··· The data
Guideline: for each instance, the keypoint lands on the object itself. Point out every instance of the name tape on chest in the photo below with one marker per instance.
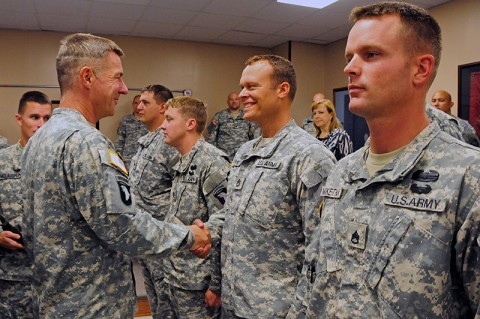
(416, 202)
(268, 164)
(238, 184)
(116, 161)
(190, 179)
(10, 176)
(332, 192)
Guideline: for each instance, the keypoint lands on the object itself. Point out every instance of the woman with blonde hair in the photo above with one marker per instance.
(329, 130)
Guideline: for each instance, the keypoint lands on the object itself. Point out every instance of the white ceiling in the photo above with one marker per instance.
(263, 23)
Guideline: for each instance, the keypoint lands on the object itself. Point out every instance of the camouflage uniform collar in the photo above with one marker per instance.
(148, 138)
(269, 148)
(184, 163)
(398, 168)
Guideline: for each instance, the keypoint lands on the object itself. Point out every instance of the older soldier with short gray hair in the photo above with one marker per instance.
(81, 221)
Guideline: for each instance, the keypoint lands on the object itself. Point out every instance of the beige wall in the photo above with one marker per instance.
(213, 70)
(460, 23)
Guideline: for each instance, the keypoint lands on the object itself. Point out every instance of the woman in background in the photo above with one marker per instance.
(329, 130)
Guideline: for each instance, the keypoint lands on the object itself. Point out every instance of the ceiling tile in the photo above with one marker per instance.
(64, 23)
(70, 7)
(26, 6)
(157, 30)
(244, 22)
(283, 12)
(121, 11)
(303, 31)
(260, 26)
(136, 2)
(110, 26)
(242, 8)
(14, 20)
(166, 15)
(241, 37)
(197, 5)
(215, 21)
(199, 33)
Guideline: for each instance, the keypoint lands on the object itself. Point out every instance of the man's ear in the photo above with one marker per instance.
(283, 89)
(86, 76)
(424, 67)
(191, 124)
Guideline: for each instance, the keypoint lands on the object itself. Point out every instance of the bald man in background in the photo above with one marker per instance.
(442, 100)
(307, 123)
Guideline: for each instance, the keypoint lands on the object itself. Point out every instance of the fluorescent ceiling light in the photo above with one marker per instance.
(309, 3)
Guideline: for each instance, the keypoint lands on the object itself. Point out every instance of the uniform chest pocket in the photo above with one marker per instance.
(264, 197)
(10, 197)
(407, 260)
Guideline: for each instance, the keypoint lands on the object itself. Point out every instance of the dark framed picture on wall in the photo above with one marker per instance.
(469, 94)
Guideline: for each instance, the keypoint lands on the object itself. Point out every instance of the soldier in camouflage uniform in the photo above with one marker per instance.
(273, 194)
(81, 221)
(3, 142)
(151, 176)
(34, 109)
(307, 123)
(128, 133)
(198, 192)
(399, 229)
(229, 130)
(442, 100)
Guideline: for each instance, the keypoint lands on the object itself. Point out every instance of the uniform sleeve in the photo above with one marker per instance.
(467, 251)
(315, 171)
(215, 192)
(121, 136)
(213, 130)
(103, 194)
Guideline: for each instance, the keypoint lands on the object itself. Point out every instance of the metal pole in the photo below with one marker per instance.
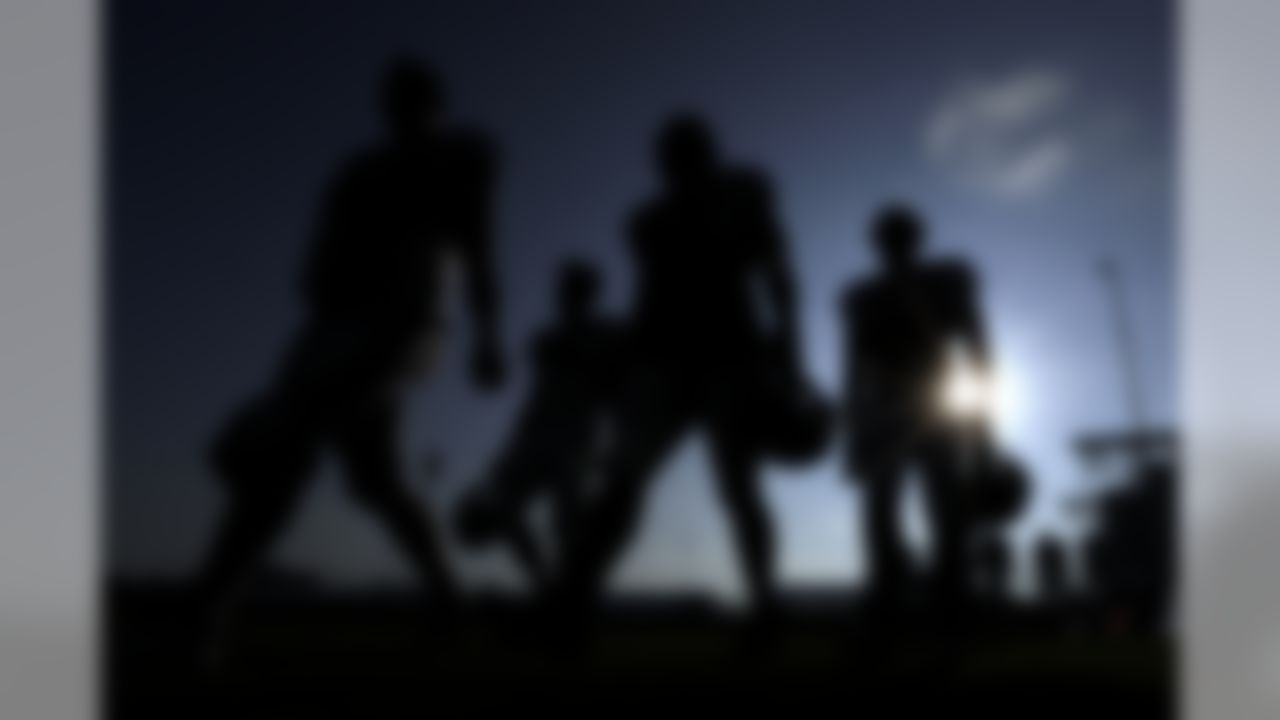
(1127, 341)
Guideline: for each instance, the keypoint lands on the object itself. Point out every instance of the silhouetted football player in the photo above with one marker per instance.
(707, 250)
(371, 286)
(560, 437)
(904, 327)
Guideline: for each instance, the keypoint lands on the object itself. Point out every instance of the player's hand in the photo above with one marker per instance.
(488, 369)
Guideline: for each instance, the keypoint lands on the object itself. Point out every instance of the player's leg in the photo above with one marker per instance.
(885, 551)
(741, 495)
(945, 513)
(368, 447)
(652, 414)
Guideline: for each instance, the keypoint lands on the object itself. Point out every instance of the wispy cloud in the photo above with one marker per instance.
(1005, 136)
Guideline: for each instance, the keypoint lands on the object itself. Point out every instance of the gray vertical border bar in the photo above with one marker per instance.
(49, 363)
(1230, 343)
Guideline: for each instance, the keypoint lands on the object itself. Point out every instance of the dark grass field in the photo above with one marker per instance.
(387, 659)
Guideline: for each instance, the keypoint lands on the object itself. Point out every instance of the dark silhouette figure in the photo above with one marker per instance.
(373, 322)
(558, 437)
(903, 326)
(704, 247)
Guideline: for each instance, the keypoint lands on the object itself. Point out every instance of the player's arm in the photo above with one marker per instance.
(854, 368)
(478, 171)
(776, 265)
(970, 326)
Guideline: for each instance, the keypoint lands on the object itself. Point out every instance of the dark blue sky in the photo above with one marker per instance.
(1037, 137)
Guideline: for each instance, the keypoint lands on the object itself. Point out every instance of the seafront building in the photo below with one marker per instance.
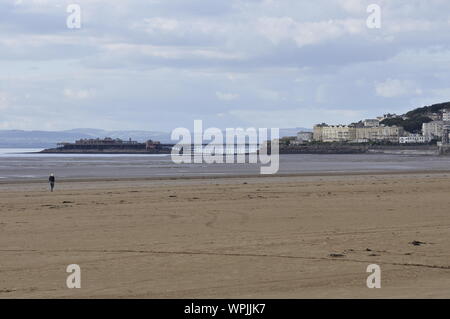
(413, 139)
(433, 130)
(334, 133)
(370, 131)
(304, 137)
(446, 115)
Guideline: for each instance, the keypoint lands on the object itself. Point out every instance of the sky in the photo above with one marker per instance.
(160, 64)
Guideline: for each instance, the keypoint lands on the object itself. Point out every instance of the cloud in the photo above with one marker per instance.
(396, 88)
(78, 94)
(163, 63)
(3, 101)
(308, 33)
(227, 96)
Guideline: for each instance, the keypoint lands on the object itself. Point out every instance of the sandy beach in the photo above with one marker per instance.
(243, 237)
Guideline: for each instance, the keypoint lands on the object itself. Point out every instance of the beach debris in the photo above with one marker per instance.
(417, 243)
(334, 255)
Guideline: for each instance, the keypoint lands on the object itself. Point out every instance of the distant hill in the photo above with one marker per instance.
(412, 121)
(48, 139)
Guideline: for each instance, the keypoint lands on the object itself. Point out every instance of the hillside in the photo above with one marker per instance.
(412, 121)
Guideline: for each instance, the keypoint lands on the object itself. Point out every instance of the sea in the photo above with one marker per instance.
(26, 164)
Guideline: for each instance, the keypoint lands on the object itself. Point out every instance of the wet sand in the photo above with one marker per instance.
(244, 237)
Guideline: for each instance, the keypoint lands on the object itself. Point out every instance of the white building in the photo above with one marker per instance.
(413, 139)
(432, 130)
(446, 115)
(304, 137)
(371, 123)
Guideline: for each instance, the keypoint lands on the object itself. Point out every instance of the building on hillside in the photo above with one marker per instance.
(412, 139)
(432, 130)
(334, 133)
(371, 123)
(379, 134)
(446, 115)
(352, 133)
(304, 137)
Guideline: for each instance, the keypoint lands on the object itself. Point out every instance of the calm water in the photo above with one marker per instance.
(21, 164)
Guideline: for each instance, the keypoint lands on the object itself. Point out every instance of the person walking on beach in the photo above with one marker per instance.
(51, 180)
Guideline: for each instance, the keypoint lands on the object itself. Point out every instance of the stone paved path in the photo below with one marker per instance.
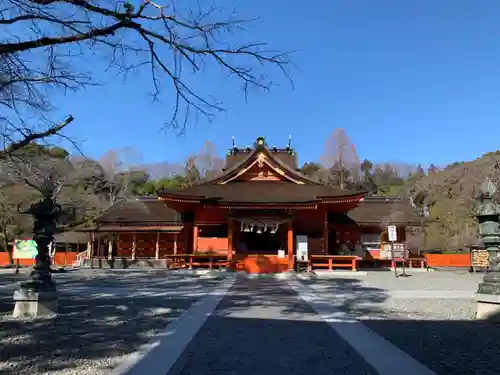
(263, 327)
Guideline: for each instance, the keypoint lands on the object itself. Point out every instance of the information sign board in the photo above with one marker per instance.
(24, 249)
(393, 235)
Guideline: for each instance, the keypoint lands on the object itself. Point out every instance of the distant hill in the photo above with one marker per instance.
(451, 193)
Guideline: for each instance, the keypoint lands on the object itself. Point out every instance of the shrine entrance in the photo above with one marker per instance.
(261, 243)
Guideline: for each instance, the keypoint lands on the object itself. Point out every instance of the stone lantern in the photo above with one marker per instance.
(487, 213)
(38, 296)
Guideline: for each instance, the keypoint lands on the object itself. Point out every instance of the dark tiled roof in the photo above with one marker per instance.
(376, 210)
(259, 192)
(73, 237)
(280, 154)
(140, 210)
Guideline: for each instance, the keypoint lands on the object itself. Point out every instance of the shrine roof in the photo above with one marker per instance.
(259, 192)
(144, 210)
(393, 210)
(283, 160)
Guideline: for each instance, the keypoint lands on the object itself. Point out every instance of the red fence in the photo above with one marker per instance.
(61, 259)
(448, 260)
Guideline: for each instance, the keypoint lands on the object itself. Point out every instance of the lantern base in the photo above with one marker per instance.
(488, 307)
(34, 304)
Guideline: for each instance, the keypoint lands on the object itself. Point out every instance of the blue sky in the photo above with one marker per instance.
(413, 81)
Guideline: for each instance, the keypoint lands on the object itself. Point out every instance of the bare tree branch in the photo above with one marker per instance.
(172, 41)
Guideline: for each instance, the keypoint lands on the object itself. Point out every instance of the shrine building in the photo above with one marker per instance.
(260, 215)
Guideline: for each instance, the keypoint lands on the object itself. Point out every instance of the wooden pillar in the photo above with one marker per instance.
(195, 238)
(110, 246)
(188, 230)
(290, 244)
(134, 245)
(326, 230)
(90, 245)
(157, 246)
(230, 227)
(175, 243)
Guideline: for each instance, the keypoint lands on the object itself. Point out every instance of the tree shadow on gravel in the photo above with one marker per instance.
(357, 300)
(94, 327)
(465, 347)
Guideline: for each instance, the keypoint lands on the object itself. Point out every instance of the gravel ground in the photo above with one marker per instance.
(428, 315)
(104, 315)
(262, 327)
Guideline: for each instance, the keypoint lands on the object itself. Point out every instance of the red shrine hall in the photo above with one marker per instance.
(260, 215)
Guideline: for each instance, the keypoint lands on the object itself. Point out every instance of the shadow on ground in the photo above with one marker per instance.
(262, 327)
(92, 330)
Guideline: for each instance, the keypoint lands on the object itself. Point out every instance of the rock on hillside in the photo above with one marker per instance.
(451, 194)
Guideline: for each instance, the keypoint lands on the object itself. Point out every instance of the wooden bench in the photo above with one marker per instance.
(410, 262)
(192, 261)
(333, 261)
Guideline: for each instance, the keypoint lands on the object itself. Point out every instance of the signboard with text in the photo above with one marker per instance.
(392, 232)
(24, 249)
(302, 248)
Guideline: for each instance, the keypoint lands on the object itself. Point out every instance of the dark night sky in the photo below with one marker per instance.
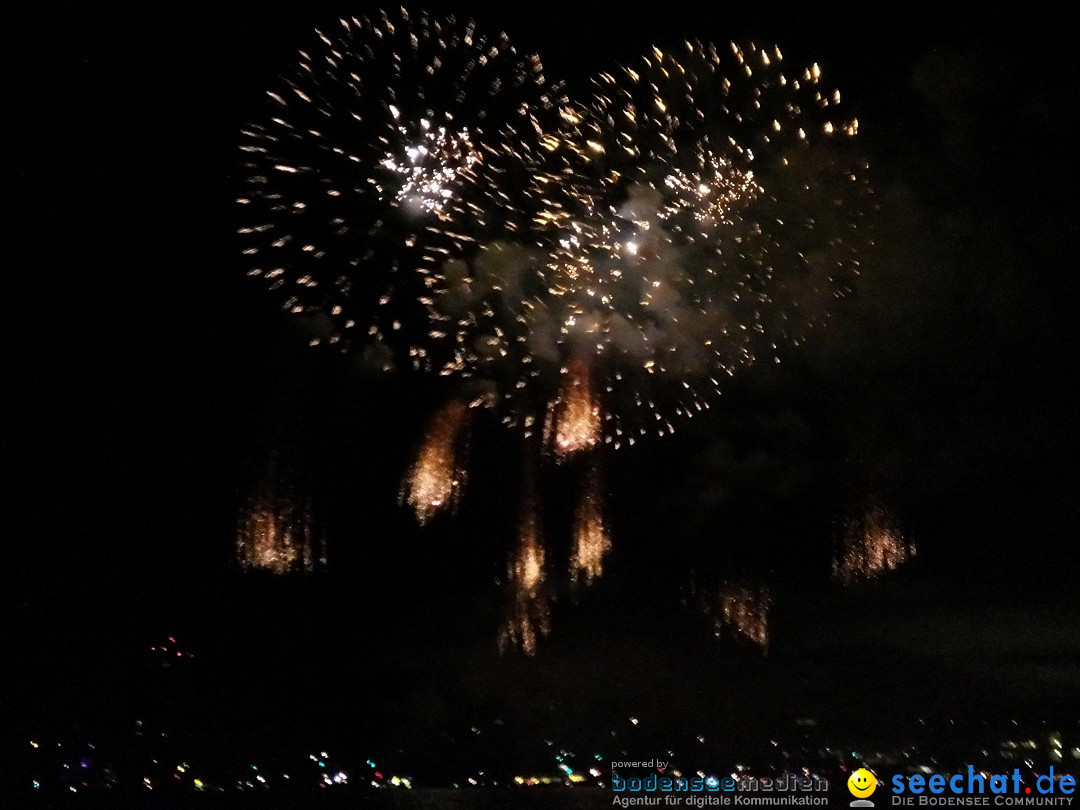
(145, 375)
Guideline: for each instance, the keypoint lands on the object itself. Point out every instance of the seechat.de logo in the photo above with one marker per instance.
(862, 784)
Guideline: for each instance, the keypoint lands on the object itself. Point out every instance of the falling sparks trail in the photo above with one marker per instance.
(528, 617)
(871, 545)
(574, 419)
(591, 538)
(744, 611)
(437, 476)
(277, 530)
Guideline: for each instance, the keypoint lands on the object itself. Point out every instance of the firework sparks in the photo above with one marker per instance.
(528, 617)
(437, 476)
(743, 610)
(591, 538)
(871, 545)
(574, 419)
(277, 531)
(682, 219)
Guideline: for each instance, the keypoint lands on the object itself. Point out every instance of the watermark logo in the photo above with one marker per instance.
······
Exercise aim - Copy each line, exactly, that falls between the line containing "of the firework" and the end of the entries, both included.

Exercise result -
Guideline: for each instance, the keypoint lands on the object itself. Point out every instance of the firework sparks in the photo above with one marker per instance.
(528, 617)
(437, 476)
(743, 610)
(591, 538)
(871, 545)
(574, 419)
(277, 531)
(682, 219)
Guideline: for each instance, the keypoint lands on the object itself. Point out every instance of the watermark logo in the photo above with one marker per instance.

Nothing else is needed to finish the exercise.